* **Exercise instructions**: Place each line of the entries, from the first line through the line that contains "39], [38, 0, 50, 7]]", into a JSON list of strings, one string per line, with blank lines omitted.
== Provided records
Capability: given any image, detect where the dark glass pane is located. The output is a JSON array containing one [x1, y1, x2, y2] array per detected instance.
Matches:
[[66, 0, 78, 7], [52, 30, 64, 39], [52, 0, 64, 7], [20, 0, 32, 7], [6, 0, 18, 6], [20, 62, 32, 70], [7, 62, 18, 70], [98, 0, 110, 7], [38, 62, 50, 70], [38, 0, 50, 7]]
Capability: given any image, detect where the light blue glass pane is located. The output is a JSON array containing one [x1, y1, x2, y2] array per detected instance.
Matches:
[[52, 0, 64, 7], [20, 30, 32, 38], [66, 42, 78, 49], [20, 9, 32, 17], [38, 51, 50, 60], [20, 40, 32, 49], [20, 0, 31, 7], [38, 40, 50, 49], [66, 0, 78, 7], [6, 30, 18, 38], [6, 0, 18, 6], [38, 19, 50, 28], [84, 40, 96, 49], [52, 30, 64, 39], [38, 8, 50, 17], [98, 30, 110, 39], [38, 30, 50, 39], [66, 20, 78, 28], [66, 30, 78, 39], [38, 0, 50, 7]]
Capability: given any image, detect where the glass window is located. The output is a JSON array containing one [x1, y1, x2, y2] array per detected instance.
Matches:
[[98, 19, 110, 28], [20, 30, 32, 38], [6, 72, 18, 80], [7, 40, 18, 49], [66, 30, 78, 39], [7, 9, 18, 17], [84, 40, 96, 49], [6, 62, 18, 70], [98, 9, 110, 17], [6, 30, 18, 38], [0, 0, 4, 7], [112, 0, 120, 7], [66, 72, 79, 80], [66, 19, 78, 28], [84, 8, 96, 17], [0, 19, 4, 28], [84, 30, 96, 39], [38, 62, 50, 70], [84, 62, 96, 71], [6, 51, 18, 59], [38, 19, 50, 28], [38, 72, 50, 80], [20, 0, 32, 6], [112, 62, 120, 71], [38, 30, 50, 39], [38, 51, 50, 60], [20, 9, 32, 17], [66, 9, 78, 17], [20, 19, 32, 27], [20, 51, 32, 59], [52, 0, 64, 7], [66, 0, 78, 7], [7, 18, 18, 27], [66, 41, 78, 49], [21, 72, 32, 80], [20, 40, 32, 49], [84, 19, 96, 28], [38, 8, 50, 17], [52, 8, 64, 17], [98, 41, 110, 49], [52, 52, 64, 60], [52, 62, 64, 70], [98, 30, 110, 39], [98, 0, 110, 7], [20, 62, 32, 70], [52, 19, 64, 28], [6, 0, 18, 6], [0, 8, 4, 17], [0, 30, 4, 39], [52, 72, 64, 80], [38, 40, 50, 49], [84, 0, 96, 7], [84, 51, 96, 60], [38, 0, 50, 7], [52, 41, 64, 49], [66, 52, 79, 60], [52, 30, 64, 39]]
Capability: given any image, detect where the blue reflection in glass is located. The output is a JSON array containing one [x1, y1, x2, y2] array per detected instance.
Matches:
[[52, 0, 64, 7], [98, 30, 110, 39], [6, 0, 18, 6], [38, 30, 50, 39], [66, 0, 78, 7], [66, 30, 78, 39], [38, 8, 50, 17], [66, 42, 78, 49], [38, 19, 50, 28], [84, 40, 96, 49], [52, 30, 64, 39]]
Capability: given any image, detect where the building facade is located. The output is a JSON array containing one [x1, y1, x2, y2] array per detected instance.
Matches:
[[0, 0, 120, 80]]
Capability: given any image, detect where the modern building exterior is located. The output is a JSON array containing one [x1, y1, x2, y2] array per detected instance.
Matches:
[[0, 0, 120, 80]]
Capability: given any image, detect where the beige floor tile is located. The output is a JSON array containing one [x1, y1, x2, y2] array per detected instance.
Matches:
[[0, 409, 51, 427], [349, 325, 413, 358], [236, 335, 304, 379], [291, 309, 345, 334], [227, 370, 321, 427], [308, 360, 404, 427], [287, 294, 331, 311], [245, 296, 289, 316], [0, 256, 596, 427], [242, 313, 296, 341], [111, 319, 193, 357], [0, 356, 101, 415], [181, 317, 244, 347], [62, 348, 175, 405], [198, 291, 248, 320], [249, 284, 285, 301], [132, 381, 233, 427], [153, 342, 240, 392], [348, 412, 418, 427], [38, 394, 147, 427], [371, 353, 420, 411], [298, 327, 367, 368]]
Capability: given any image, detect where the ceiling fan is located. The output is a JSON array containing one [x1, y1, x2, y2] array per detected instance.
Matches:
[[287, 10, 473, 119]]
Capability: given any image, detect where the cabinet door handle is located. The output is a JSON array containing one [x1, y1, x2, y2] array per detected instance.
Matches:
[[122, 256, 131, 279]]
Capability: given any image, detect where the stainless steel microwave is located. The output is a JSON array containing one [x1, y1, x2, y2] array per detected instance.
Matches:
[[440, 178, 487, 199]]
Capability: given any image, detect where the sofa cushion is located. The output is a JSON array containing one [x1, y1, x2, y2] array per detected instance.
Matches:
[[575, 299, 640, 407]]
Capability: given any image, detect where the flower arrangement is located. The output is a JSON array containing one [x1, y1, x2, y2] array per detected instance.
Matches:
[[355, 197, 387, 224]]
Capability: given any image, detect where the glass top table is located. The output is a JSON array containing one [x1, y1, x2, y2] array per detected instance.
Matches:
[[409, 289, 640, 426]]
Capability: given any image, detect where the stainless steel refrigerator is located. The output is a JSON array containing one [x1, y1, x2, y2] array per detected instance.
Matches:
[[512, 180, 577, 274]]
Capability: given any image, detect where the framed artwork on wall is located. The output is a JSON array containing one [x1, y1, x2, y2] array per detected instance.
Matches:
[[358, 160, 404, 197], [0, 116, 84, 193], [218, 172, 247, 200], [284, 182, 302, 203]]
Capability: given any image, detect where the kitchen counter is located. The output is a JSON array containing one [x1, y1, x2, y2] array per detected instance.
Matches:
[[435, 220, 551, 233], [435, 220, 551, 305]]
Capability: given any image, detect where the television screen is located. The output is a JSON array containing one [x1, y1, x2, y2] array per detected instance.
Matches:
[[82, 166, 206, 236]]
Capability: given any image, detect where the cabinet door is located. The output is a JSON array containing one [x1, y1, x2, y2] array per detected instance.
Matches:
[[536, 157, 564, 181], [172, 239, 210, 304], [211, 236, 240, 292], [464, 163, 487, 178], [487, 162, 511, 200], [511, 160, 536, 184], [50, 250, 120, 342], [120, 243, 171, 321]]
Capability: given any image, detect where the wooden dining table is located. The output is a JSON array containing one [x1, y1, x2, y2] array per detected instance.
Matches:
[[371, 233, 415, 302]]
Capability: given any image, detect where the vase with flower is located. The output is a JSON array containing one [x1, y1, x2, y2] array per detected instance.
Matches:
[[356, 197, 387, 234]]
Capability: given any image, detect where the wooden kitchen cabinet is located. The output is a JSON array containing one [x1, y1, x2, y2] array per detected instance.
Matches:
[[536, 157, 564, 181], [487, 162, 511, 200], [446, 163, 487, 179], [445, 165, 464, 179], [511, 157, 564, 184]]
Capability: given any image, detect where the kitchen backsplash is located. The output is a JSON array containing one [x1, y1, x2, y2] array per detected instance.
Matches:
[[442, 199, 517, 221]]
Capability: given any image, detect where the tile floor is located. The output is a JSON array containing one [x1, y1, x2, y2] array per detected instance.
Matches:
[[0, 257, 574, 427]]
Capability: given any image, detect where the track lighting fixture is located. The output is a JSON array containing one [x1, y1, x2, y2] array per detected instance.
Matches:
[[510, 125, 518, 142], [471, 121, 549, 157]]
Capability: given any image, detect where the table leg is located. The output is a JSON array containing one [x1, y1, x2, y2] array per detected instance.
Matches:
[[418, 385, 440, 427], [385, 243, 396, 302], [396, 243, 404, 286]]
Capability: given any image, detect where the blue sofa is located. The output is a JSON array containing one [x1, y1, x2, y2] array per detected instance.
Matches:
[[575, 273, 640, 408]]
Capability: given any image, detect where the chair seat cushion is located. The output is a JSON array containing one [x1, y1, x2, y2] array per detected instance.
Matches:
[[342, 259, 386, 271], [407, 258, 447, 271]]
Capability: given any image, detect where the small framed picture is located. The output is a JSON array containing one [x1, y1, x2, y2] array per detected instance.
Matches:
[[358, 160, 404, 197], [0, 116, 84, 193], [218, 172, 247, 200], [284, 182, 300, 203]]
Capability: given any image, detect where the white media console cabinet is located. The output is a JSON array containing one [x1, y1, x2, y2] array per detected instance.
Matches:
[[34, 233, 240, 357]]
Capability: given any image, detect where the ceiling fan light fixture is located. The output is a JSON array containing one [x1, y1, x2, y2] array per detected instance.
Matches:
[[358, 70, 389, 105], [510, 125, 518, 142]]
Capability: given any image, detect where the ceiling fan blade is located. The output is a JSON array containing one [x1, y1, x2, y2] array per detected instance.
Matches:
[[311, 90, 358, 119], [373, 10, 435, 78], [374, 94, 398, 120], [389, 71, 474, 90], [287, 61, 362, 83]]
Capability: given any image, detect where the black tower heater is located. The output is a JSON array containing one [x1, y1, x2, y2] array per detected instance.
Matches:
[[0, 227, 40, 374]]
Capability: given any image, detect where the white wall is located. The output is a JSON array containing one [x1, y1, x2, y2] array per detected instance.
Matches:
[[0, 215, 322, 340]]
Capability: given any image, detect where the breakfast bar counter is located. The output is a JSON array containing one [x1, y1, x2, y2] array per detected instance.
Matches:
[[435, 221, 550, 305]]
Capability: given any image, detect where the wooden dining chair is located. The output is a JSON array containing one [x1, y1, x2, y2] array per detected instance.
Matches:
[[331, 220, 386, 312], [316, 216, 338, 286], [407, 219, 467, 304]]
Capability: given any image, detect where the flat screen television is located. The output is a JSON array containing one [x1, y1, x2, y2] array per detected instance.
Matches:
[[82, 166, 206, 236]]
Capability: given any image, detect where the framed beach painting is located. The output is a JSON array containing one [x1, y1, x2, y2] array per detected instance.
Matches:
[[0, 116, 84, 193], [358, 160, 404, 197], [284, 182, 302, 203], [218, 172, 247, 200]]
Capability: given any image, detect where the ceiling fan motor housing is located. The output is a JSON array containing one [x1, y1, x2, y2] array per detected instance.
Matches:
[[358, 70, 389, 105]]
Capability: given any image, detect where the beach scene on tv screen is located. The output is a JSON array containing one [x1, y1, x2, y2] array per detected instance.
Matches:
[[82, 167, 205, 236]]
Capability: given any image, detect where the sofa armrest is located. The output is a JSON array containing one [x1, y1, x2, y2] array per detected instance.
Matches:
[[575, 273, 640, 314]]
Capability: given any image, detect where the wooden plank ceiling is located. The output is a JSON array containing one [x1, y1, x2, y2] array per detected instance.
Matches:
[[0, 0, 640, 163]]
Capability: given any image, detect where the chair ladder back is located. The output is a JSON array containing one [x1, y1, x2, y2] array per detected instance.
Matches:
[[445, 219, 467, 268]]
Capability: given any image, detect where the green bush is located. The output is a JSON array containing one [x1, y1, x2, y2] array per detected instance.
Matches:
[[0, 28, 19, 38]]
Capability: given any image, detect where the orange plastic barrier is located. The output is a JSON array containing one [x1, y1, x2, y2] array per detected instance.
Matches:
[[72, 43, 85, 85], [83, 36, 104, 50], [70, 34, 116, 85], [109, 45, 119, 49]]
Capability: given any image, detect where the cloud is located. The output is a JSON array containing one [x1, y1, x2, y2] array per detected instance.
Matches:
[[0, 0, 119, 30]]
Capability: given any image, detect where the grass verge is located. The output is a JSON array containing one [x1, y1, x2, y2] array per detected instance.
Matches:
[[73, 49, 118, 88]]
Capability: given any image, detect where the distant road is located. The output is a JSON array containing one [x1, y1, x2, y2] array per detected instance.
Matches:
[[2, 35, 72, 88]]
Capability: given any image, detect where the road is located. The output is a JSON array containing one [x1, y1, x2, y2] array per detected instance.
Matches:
====
* **Answer to this problem**:
[
  "Capability: given any image, detect where the dark glass pane is located. The output is a JSON array containing one [x1, y1, x2, y2] array per detected instance.",
  "Matches:",
  "[[66, 0, 78, 7], [52, 30, 64, 39], [52, 0, 64, 7], [20, 0, 32, 7], [6, 0, 18, 6], [20, 62, 32, 70], [7, 62, 18, 70], [98, 0, 110, 7], [38, 62, 50, 70], [38, 0, 50, 7]]",
  "Capability: given any image, detect where the light blue glass pane is located. The output is a JSON array containing one [x1, y1, x2, y2] array per detected instance.",
  "Matches:",
  "[[52, 0, 64, 7], [20, 30, 32, 38], [66, 42, 78, 49], [20, 9, 32, 17], [38, 51, 50, 60], [20, 40, 32, 49], [20, 0, 31, 7], [38, 40, 50, 49], [66, 0, 78, 7], [6, 30, 18, 38], [6, 0, 18, 6], [38, 19, 50, 28], [84, 40, 96, 49], [52, 30, 64, 39], [38, 8, 50, 17], [98, 30, 110, 39], [38, 30, 50, 39], [66, 20, 78, 28], [66, 30, 78, 39], [38, 0, 50, 7]]"
]